(Short problem):
Please rewrite the records between the line holding "the person wearing" and the line holding "<point>69,308</point>", inclusive, swapping "face mask" for "sunglasses" and changing nothing else.

┌────────

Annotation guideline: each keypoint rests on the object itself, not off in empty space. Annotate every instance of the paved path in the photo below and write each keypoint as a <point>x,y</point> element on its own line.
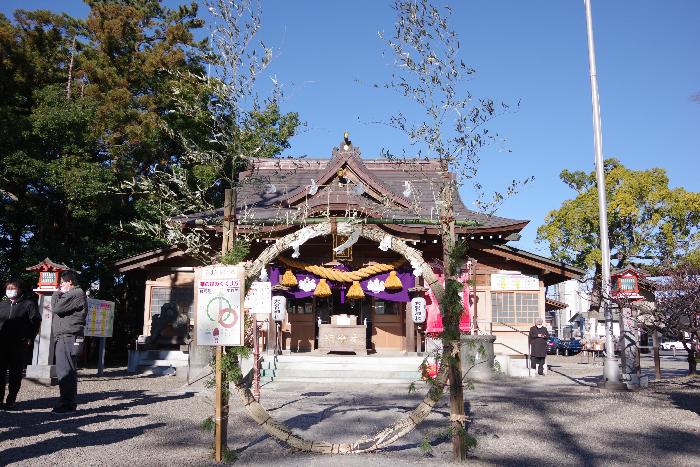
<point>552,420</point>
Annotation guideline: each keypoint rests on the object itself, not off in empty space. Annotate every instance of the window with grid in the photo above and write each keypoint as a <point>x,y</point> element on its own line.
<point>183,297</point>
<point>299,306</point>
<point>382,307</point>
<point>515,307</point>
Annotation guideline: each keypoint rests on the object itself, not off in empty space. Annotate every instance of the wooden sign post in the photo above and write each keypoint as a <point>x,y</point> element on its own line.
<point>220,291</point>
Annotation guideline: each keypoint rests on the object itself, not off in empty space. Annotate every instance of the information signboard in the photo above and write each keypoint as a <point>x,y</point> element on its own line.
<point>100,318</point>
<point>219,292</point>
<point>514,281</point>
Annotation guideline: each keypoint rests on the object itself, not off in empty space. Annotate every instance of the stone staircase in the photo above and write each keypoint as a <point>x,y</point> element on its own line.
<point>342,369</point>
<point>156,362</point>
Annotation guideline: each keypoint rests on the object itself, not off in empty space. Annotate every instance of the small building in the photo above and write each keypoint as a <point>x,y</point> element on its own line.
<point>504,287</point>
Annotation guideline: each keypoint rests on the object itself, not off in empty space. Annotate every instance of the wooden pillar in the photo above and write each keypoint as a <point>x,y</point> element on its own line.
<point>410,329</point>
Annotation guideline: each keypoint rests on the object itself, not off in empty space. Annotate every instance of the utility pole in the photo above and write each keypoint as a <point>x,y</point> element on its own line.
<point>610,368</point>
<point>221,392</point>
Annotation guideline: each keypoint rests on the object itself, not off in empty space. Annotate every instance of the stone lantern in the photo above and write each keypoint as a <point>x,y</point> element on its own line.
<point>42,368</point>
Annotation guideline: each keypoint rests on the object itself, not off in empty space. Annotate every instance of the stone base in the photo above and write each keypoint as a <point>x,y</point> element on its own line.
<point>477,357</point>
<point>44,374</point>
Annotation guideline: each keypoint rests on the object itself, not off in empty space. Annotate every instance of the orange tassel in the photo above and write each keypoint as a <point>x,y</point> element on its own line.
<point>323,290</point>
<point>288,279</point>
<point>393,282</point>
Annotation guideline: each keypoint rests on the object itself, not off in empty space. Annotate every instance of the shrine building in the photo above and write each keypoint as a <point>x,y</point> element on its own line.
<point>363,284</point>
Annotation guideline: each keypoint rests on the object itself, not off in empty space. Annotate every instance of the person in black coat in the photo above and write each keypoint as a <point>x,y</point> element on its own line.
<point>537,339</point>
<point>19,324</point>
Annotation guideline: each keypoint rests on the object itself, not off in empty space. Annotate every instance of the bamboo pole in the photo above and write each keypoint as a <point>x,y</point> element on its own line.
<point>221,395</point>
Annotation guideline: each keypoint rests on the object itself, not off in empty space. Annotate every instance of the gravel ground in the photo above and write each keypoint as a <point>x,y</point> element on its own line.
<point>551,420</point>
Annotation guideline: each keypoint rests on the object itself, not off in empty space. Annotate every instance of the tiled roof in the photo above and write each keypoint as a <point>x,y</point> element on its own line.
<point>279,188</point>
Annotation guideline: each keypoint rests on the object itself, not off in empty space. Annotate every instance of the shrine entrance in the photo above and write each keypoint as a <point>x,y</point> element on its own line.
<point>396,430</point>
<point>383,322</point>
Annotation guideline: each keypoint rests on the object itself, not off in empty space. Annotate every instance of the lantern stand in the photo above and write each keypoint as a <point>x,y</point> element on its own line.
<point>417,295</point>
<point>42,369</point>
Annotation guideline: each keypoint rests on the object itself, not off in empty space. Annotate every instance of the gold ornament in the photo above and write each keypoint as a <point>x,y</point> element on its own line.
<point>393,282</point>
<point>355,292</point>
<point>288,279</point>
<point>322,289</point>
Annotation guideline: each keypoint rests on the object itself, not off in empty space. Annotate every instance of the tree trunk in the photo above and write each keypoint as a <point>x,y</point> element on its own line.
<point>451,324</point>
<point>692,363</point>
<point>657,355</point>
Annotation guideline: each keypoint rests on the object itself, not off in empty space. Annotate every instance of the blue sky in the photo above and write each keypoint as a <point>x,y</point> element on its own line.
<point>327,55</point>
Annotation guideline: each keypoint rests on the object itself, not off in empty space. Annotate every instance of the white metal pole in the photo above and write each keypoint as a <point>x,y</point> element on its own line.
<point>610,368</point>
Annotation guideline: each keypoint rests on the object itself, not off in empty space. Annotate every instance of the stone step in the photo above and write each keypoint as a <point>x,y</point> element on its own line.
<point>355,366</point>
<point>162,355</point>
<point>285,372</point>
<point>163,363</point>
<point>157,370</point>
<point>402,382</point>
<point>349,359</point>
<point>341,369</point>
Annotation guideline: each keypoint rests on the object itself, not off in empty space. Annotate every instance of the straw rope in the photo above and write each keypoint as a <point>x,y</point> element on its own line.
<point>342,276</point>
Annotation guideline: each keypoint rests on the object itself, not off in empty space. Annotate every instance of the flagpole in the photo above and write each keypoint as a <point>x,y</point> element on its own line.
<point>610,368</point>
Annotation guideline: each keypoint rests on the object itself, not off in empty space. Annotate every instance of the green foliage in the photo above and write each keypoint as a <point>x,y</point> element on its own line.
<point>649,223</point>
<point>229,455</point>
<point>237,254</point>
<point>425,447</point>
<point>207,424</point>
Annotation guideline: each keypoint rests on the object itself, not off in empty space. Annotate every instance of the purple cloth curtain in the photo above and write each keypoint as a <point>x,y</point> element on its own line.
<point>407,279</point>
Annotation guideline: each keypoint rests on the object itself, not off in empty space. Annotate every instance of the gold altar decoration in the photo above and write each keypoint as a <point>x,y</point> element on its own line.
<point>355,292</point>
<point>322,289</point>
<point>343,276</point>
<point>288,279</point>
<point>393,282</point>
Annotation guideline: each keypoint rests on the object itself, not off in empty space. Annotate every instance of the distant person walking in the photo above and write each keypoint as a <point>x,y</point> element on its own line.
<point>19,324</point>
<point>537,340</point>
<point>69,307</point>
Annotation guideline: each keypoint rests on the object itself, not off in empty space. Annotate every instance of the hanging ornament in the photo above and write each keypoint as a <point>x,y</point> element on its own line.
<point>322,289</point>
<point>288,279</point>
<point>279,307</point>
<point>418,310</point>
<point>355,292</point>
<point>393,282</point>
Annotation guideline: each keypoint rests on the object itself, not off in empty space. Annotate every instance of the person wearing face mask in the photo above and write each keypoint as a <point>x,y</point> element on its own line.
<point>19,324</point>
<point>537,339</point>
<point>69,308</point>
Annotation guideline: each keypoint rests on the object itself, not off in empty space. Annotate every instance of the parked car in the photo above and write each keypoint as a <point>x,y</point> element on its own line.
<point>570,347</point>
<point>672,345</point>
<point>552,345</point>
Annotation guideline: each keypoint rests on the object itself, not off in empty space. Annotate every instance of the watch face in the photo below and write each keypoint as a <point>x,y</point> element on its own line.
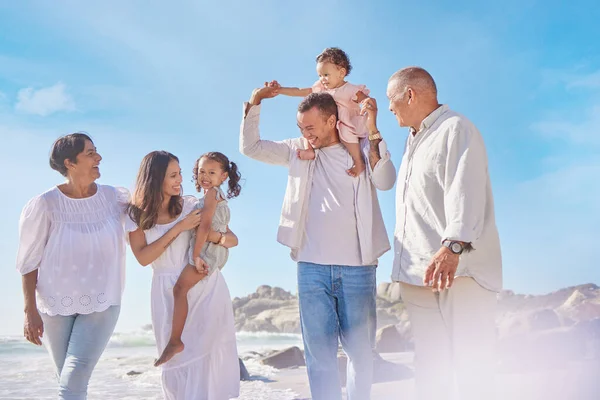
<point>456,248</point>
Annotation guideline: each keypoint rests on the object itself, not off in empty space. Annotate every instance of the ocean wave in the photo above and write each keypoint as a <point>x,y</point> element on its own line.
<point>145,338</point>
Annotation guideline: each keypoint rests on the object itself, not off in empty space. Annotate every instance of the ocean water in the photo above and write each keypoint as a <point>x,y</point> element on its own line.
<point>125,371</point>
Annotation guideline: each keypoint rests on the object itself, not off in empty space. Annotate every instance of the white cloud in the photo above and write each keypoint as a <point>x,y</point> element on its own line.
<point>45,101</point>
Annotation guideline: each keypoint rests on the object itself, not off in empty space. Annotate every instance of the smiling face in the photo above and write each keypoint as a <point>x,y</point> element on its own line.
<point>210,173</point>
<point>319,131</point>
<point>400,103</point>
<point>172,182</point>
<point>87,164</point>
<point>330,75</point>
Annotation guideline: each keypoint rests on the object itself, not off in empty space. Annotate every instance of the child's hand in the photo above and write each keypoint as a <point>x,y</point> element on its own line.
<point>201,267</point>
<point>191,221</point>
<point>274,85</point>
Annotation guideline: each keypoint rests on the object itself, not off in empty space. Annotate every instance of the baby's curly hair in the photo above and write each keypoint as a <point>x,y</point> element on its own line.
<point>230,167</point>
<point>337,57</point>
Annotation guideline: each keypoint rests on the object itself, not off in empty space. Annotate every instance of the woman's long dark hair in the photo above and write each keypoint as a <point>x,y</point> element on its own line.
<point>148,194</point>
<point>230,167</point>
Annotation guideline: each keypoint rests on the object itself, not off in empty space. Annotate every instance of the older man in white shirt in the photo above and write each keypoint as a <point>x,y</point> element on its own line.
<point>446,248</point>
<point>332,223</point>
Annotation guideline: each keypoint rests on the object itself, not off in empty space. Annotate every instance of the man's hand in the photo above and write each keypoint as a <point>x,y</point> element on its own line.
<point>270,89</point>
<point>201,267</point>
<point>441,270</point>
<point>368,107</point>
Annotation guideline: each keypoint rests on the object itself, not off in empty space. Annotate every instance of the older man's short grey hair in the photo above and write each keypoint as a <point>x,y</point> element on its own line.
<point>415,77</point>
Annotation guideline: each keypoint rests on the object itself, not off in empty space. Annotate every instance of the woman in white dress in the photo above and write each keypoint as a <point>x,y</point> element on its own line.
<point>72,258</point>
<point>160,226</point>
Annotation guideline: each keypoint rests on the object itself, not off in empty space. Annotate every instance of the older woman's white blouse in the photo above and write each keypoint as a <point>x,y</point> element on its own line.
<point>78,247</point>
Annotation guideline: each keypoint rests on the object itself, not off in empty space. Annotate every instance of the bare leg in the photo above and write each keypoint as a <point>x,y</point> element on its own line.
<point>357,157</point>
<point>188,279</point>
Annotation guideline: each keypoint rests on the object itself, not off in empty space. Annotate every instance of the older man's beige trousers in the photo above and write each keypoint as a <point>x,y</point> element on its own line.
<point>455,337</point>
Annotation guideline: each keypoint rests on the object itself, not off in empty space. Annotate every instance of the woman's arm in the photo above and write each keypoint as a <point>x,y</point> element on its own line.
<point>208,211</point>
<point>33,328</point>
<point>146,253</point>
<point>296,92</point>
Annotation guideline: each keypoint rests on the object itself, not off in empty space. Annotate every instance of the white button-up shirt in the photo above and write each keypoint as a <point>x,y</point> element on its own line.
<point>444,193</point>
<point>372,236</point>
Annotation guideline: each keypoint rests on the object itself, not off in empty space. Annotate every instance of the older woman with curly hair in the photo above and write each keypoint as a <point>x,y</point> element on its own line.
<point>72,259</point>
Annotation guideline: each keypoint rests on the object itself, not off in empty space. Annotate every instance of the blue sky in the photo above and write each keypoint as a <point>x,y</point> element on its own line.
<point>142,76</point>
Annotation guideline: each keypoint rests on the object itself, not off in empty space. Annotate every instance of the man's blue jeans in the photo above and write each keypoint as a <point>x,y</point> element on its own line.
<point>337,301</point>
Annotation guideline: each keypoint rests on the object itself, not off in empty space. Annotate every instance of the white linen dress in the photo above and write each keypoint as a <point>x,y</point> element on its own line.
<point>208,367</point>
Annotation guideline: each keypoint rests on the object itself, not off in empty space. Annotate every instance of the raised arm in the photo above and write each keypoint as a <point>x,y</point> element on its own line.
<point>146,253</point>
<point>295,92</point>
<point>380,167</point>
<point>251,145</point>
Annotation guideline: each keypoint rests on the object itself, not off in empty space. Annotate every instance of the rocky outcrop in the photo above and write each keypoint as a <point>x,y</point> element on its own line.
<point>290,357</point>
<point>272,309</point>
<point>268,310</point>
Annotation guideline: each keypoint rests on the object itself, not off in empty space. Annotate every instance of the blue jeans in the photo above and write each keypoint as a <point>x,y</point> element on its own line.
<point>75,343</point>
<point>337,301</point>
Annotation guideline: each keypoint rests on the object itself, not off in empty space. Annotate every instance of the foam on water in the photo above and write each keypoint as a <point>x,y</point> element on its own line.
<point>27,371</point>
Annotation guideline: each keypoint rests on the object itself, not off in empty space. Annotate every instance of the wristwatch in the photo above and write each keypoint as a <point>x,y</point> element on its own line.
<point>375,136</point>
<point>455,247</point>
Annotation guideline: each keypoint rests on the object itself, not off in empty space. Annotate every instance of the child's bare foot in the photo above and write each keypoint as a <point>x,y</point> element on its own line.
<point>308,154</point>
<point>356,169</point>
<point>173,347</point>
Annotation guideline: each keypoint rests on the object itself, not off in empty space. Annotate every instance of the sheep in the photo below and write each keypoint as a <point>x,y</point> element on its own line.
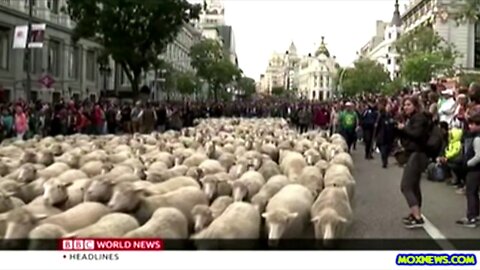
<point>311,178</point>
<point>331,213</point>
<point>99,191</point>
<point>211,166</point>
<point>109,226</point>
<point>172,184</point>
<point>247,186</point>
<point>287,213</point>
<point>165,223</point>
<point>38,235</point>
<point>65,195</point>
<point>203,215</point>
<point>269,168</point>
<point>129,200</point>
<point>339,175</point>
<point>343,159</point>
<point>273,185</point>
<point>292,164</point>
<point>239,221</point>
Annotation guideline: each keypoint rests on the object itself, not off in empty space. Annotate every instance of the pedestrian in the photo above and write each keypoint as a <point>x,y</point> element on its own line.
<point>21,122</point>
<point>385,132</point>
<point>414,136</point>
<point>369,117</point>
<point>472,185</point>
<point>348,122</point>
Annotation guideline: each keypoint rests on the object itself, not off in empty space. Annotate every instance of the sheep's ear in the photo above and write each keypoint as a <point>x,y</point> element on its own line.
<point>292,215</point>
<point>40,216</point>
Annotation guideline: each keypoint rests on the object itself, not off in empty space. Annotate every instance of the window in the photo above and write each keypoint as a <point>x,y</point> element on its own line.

└────────

(Solution):
Annotation guideline: each keypoint rests on the object itself, not off in empty space. Annotate every instance of the person wearing sunglasses in the photo above and write each keypoint as a <point>x,y</point> element on its own line.
<point>19,324</point>
<point>537,339</point>
<point>69,308</point>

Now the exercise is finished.